**WHAT THE EXERCISE ASKS:** From the first line down to the line containing "Target: crew member in white shirt", print the records below exactly, leaving every picture out.

**DATA FOR REVIEW:**
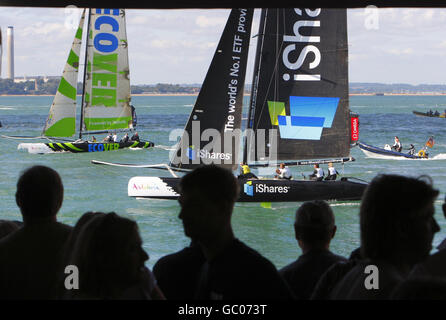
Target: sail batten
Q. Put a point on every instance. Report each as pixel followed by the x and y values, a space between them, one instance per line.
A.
pixel 61 120
pixel 300 104
pixel 107 89
pixel 213 131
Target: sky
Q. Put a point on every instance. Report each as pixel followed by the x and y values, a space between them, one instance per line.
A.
pixel 392 45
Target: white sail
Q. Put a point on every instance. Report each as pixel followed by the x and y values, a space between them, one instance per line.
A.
pixel 107 87
pixel 61 120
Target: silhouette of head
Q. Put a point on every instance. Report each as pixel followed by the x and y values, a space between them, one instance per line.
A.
pixel 7 227
pixel 207 197
pixel 397 219
pixel 315 224
pixel 109 255
pixel 39 192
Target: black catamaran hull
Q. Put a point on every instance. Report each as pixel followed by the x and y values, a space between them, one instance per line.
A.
pixel 380 153
pixel 427 114
pixel 77 147
pixel 257 190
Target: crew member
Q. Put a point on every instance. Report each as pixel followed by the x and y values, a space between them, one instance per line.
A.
pixel 318 173
pixel 332 172
pixel 283 172
pixel 411 150
pixel 397 146
pixel 125 138
pixel 108 138
pixel 135 137
pixel 245 172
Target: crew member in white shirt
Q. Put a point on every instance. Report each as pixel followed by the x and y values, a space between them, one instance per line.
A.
pixel 283 172
pixel 332 172
pixel 318 173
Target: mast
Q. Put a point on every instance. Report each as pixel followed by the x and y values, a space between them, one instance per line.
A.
pixel 255 81
pixel 85 75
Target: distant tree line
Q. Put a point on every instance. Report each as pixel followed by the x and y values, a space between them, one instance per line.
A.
pixel 364 87
pixel 7 86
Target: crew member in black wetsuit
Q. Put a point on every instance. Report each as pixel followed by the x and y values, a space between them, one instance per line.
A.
pixel 245 172
pixel 125 138
pixel 411 150
pixel 397 146
pixel 135 137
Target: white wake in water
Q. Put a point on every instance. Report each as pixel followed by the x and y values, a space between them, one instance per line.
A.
pixel 168 148
pixel 35 148
pixel 441 156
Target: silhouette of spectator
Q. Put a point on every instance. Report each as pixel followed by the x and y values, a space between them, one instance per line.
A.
pixel 110 260
pixel 177 274
pixel 7 227
pixel 397 227
pixel 421 288
pixel 434 265
pixel 30 258
pixel 62 292
pixel 232 269
pixel 314 228
pixel 333 275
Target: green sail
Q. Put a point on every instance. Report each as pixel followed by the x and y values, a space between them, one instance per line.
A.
pixel 107 103
pixel 61 119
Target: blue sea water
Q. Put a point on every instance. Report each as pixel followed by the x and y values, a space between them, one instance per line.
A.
pixel 268 230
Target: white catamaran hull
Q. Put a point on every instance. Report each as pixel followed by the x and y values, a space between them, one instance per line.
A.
pixel 84 146
pixel 381 153
pixel 257 190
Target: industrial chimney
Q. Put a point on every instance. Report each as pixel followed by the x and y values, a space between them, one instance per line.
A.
pixel 1 48
pixel 10 53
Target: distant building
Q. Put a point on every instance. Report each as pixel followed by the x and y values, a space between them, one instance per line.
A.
pixel 1 50
pixel 10 52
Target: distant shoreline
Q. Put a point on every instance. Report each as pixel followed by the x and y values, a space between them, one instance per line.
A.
pixel 196 94
pixel 133 94
pixel 397 94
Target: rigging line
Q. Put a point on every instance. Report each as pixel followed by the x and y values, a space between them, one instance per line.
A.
pixel 273 77
pixel 87 37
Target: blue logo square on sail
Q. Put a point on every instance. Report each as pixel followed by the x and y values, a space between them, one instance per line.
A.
pixel 309 115
pixel 248 189
pixel 320 107
pixel 191 153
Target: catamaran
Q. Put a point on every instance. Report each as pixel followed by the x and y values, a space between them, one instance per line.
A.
pixel 298 108
pixel 106 90
pixel 388 153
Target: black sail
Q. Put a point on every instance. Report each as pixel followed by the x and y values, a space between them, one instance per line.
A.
pixel 299 107
pixel 212 133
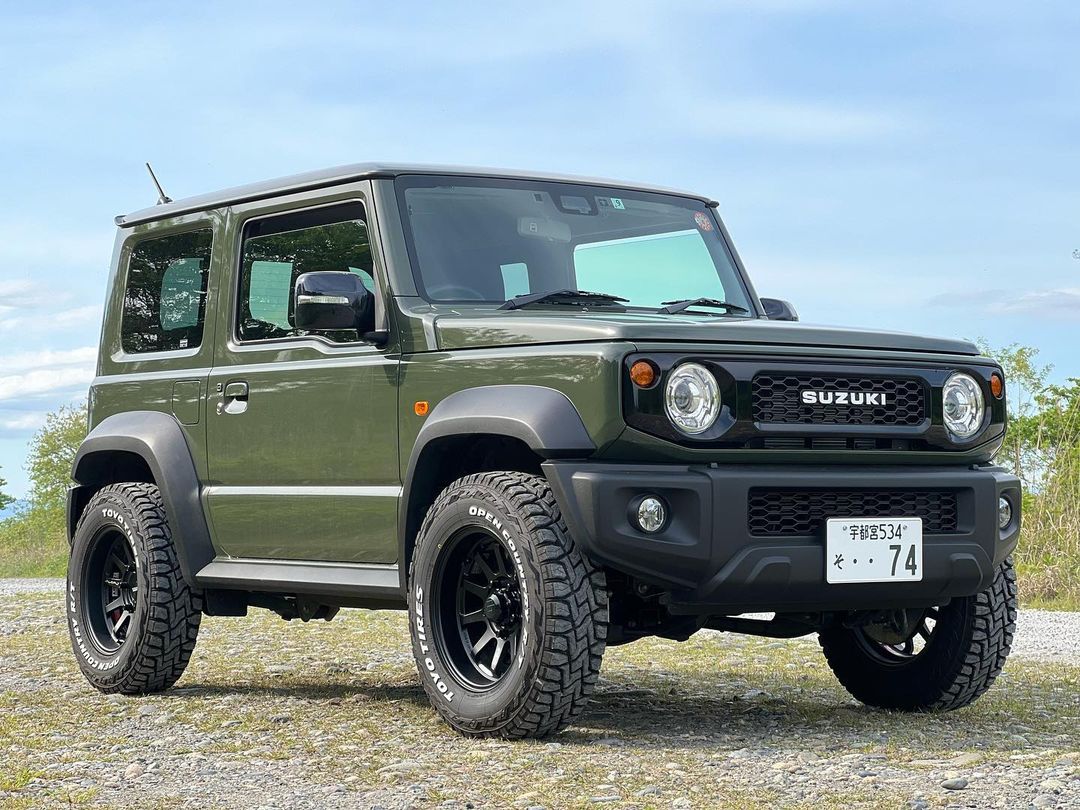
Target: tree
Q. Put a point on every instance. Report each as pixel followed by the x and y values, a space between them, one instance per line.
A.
pixel 52 451
pixel 5 500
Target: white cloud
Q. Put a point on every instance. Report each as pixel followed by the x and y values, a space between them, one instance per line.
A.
pixel 1056 302
pixel 34 374
pixel 48 358
pixel 790 121
pixel 23 422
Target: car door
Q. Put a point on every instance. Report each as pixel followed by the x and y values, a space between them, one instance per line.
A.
pixel 301 427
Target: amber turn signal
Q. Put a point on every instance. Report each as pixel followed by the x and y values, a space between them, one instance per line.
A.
pixel 643 373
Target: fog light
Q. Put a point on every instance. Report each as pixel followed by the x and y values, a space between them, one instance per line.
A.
pixel 1004 512
pixel 651 514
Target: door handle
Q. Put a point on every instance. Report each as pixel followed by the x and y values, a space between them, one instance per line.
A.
pixel 235 391
pixel 234 399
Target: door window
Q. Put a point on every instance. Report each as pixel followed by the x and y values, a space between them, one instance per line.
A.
pixel 165 295
pixel 278 251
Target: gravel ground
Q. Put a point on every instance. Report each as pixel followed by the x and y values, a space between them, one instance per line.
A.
pixel 1044 635
pixel 332 715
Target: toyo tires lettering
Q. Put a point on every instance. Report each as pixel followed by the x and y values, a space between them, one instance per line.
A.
pixel 421 639
pixel 504 534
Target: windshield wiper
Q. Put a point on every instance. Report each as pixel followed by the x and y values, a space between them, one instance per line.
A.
pixel 671 308
pixel 563 296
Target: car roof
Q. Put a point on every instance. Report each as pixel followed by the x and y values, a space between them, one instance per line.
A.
pixel 353 172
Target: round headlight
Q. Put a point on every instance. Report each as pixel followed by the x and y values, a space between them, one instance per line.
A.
pixel 962 403
pixel 692 399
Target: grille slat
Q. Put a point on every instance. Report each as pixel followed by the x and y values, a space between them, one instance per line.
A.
pixel 778 400
pixel 804 512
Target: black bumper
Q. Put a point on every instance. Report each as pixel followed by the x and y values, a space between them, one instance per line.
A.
pixel 709 558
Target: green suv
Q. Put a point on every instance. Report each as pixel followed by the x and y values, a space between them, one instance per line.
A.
pixel 544 415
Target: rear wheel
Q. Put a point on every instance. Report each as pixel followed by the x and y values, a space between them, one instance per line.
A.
pixel 937 659
pixel 132 618
pixel 509 621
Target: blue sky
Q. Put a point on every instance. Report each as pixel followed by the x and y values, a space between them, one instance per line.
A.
pixel 913 166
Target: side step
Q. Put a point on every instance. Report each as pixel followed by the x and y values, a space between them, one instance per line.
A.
pixel 346 583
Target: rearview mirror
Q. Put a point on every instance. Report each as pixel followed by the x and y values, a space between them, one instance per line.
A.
pixel 333 301
pixel 777 309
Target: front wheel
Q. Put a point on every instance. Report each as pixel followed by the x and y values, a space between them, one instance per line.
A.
pixel 509 621
pixel 937 659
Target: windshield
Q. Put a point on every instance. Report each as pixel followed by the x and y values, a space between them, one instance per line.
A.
pixel 485 241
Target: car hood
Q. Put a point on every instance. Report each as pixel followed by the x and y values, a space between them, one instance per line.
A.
pixel 459 329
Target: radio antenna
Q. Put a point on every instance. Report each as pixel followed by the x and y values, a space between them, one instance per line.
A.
pixel 162 197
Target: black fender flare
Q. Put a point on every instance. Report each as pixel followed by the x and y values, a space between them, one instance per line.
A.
pixel 159 441
pixel 543 418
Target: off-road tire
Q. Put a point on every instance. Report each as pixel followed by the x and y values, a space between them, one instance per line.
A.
pixel 966 652
pixel 557 663
pixel 163 624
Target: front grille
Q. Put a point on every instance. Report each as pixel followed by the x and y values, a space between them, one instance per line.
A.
pixel 802 512
pixel 778 400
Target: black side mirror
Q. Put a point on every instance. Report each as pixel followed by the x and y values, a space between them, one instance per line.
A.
pixel 333 301
pixel 779 310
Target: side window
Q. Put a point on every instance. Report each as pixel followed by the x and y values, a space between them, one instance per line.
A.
pixel 277 252
pixel 165 297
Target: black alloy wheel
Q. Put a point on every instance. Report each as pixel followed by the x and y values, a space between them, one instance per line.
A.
pixel 478 621
pixel 110 588
pixel 508 618
pixel 901 639
pixel 928 660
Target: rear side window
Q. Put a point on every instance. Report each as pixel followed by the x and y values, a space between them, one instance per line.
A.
pixel 278 251
pixel 165 297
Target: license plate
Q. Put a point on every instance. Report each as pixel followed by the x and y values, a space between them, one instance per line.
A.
pixel 874 550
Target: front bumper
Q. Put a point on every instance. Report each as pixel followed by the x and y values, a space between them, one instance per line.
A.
pixel 707 561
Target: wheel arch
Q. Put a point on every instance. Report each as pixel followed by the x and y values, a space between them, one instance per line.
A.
pixel 149 447
pixel 481 430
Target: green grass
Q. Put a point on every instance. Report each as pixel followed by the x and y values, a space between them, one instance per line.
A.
pixel 32 544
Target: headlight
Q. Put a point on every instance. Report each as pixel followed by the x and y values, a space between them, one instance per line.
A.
pixel 962 401
pixel 692 399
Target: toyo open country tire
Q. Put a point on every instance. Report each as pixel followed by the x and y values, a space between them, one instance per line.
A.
pixel 132 618
pixel 495 566
pixel 961 659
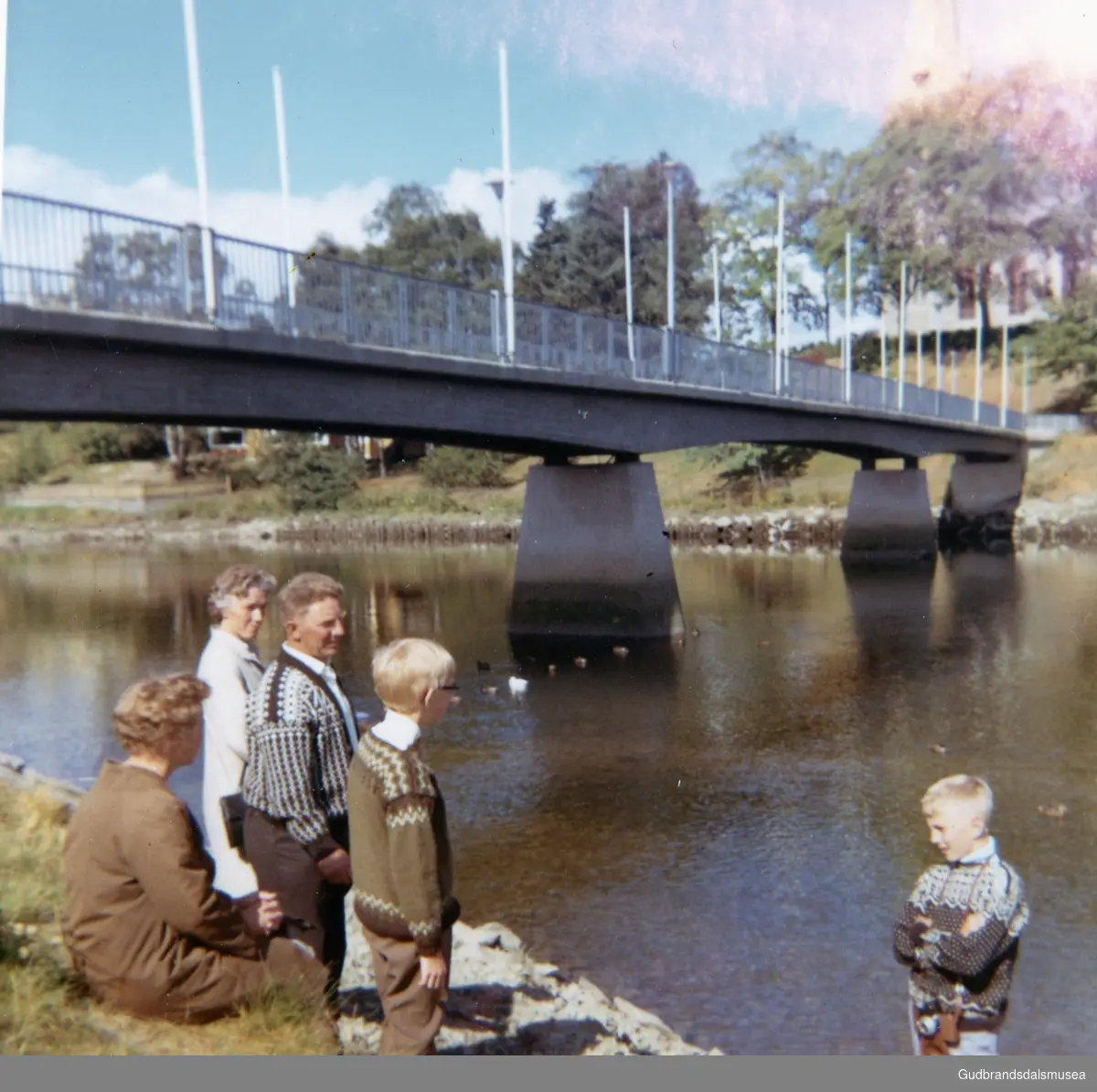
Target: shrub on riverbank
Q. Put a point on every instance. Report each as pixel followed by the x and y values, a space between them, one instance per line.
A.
pixel 308 477
pixel 43 1010
pixel 463 469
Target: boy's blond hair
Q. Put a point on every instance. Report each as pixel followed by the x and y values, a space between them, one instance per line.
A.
pixel 964 789
pixel 404 669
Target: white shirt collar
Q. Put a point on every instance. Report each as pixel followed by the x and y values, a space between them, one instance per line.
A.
pixel 396 730
pixel 217 634
pixel 318 665
pixel 981 855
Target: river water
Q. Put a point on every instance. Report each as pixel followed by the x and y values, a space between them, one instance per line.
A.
pixel 721 832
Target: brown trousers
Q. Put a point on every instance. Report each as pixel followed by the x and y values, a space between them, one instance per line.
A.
pixel 283 865
pixel 218 985
pixel 412 1013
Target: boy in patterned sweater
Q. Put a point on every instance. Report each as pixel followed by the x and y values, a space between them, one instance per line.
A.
pixel 399 845
pixel 961 926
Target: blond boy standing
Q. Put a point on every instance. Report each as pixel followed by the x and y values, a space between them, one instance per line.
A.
pixel 399 845
pixel 961 926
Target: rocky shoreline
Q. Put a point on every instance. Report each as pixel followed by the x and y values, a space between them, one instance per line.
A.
pixel 1038 522
pixel 502 1000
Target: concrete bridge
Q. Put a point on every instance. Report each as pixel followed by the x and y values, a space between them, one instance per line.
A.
pixel 102 317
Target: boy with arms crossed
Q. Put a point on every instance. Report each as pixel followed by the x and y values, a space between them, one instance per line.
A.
pixel 961 926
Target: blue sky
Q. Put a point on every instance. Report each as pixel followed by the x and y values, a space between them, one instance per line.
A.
pixel 407 91
pixel 389 92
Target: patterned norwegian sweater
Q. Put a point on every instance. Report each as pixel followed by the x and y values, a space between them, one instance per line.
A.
pixel 941 958
pixel 399 845
pixel 297 755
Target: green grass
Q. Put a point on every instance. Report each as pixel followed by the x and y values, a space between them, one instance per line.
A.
pixel 43 1010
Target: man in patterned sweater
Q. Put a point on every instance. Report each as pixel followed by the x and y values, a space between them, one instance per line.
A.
pixel 960 930
pixel 301 735
pixel 399 846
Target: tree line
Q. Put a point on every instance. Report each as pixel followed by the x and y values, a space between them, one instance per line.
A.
pixel 961 189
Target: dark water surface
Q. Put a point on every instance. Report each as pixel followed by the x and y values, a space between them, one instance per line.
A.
pixel 719 832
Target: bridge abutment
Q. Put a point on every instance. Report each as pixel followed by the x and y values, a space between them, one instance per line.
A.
pixel 981 502
pixel 592 558
pixel 889 519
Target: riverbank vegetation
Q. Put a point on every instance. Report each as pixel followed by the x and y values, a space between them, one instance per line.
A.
pixel 44 1011
pixel 723 480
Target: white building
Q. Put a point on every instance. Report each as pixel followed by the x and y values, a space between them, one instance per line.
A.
pixel 935 61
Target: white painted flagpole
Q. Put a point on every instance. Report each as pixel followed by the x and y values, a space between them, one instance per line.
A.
pixel 283 158
pixel 779 294
pixel 4 88
pixel 848 385
pixel 200 158
pixel 508 248
pixel 628 279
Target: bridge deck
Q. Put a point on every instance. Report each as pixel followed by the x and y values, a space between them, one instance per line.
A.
pixel 74 274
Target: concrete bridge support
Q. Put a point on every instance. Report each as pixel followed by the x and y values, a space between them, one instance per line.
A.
pixel 592 558
pixel 981 502
pixel 889 519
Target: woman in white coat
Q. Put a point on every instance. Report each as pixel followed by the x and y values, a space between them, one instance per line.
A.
pixel 231 669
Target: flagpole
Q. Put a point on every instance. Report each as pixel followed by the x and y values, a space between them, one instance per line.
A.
pixel 283 157
pixel 200 159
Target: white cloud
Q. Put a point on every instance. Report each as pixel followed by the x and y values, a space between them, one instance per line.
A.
pixel 257 215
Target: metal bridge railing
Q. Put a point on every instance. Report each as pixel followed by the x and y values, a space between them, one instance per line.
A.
pixel 61 256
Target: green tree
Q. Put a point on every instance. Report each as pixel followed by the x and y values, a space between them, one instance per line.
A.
pixel 422 239
pixel 745 223
pixel 1068 344
pixel 308 477
pixel 577 262
pixel 141 273
pixel 463 467
pixel 760 466
pixel 953 193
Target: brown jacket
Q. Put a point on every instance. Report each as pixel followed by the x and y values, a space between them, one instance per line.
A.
pixel 143 923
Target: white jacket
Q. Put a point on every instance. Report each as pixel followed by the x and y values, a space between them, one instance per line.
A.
pixel 231 669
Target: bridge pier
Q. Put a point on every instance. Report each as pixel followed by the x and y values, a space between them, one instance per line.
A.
pixel 889 519
pixel 981 502
pixel 592 558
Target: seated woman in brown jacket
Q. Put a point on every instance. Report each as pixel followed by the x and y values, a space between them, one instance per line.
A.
pixel 143 923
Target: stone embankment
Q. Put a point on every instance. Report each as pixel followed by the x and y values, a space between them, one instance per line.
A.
pixel 502 1000
pixel 1039 522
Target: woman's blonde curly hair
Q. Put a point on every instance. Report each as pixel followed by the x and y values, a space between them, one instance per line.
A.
pixel 154 712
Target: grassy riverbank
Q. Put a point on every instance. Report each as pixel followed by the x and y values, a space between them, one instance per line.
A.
pixel 689 487
pixel 43 1011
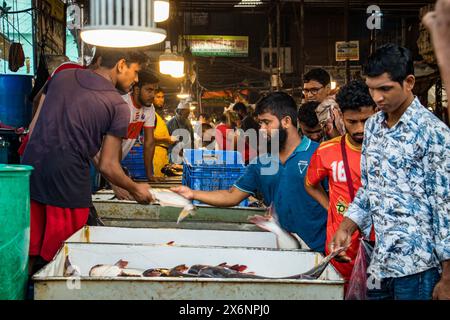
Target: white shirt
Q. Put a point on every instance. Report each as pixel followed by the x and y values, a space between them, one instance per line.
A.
pixel 139 118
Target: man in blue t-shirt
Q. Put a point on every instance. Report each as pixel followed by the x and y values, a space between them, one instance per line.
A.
pixel 278 176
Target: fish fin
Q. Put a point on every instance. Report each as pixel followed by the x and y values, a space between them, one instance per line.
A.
pixel 185 213
pixel 121 264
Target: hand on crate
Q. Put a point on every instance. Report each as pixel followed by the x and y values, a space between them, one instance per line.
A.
pixel 156 179
pixel 121 194
pixel 184 191
pixel 141 193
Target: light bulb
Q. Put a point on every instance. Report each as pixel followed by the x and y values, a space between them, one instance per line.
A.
pixel 161 10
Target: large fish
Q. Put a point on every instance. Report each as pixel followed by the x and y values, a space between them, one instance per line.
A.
pixel 224 272
pixel 203 271
pixel 166 197
pixel 270 222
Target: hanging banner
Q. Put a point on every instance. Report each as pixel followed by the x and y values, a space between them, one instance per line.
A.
pixel 216 46
pixel 347 50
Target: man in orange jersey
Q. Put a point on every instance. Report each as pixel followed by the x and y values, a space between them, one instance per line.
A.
pixel 339 159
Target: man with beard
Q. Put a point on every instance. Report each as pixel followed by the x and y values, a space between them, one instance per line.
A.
pixel 334 157
pixel 278 176
pixel 142 117
pixel 308 122
pixel 405 192
pixel 82 113
pixel 162 137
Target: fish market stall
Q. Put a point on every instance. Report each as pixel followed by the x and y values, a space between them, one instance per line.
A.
pixel 54 282
pixel 122 213
pixel 182 237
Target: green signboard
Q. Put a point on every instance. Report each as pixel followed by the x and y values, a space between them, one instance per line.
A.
pixel 216 46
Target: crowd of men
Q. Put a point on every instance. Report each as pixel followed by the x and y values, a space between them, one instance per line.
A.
pixel 370 162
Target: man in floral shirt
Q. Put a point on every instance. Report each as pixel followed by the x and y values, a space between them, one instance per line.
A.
pixel 405 175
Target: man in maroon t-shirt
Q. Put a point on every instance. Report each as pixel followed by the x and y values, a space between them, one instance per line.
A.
pixel 82 114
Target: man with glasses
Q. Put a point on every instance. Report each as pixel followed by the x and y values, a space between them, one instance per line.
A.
pixel 316 85
pixel 316 88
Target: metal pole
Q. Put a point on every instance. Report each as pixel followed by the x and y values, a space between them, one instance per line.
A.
pixel 270 52
pixel 81 28
pixel 278 47
pixel 403 32
pixel 347 38
pixel 302 41
pixel 438 99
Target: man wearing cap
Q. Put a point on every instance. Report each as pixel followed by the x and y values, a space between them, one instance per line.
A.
pixel 181 121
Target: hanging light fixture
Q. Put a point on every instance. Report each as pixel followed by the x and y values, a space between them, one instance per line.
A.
pixel 170 63
pixel 161 10
pixel 122 24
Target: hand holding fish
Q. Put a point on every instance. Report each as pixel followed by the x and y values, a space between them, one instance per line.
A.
pixel 342 238
pixel 156 179
pixel 121 193
pixel 140 193
pixel 184 191
pixel 171 198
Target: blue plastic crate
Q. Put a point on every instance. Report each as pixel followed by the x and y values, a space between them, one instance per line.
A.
pixel 210 170
pixel 134 162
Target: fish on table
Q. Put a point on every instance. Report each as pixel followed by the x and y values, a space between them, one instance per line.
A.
pixel 166 197
pixel 119 269
pixel 285 239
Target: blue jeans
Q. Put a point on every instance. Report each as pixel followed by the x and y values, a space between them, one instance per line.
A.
pixel 414 287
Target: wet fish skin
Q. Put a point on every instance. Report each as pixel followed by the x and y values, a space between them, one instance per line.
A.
pixel 156 272
pixel 119 269
pixel 103 270
pixel 195 269
pixel 284 239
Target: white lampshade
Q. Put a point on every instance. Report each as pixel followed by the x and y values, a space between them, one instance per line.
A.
pixel 170 63
pixel 161 10
pixel 122 24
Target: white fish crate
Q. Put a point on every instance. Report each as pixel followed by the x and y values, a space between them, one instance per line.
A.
pixel 183 237
pixel 50 282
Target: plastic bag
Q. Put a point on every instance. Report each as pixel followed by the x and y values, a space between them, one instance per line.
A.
pixel 357 286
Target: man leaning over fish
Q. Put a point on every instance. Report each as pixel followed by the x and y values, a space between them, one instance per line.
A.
pixel 278 176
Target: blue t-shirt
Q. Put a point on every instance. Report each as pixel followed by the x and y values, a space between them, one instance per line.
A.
pixel 283 186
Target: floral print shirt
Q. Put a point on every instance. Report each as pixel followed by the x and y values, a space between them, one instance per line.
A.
pixel 405 193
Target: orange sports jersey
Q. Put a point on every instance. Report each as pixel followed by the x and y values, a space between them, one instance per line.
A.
pixel 327 162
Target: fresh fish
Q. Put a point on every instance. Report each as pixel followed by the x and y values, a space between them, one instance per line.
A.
pixel 157 272
pixel 168 198
pixel 180 271
pixel 69 269
pixel 119 269
pixel 270 222
pixel 315 273
pixel 223 272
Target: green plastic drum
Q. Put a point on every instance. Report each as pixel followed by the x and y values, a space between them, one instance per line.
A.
pixel 14 230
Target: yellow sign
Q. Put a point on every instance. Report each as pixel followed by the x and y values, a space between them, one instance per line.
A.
pixel 347 50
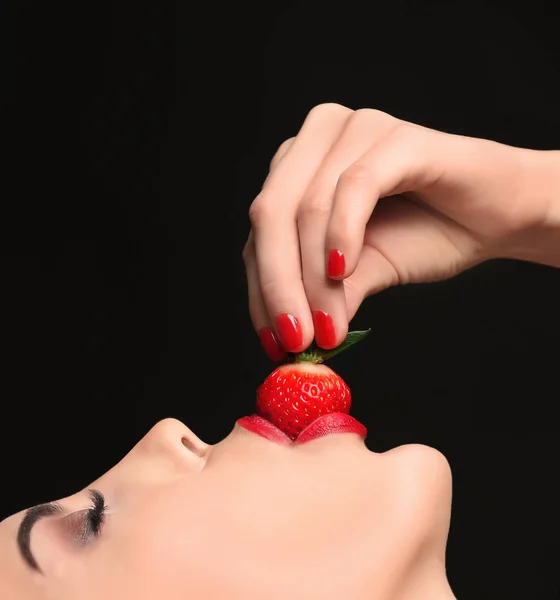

**EXERCISE RESULT:**
Target: sail batten
Q. Put a point on every instance. Report each as pixel followed by the x and y values, a space between them, one instance per line.
A.
pixel 61 120
pixel 300 104
pixel 107 89
pixel 213 131
Target: sky
Q. Put a point on every instance. Report each as pixel followed by the x and y values, a space between them, one instance per line.
A.
pixel 392 45
Target: white sail
Q. Put a point on every instance. Report each as pixel followed by the x and y values, a space between them, one instance per line.
A.
pixel 107 87
pixel 61 120
Target: silhouette of head
Q. Put a point on every instance. Report each as pixel followed by the x and y values, a space between them, one instance per line.
A.
pixel 7 227
pixel 207 197
pixel 397 219
pixel 315 224
pixel 109 255
pixel 39 192
Target: black catamaran hull
Q. Put a point on every instance. Report each as pixel followed by the x and y values, a space between them, one instance per line.
A.
pixel 380 153
pixel 427 114
pixel 77 147
pixel 257 190
Target: crew member
Q. Put a point on every instance. Report each as pixel followed by the x and y values, a space between them, one instance per line.
A.
pixel 318 173
pixel 332 172
pixel 283 172
pixel 411 150
pixel 397 146
pixel 125 138
pixel 108 138
pixel 135 137
pixel 245 172
Target: crew member in white shirt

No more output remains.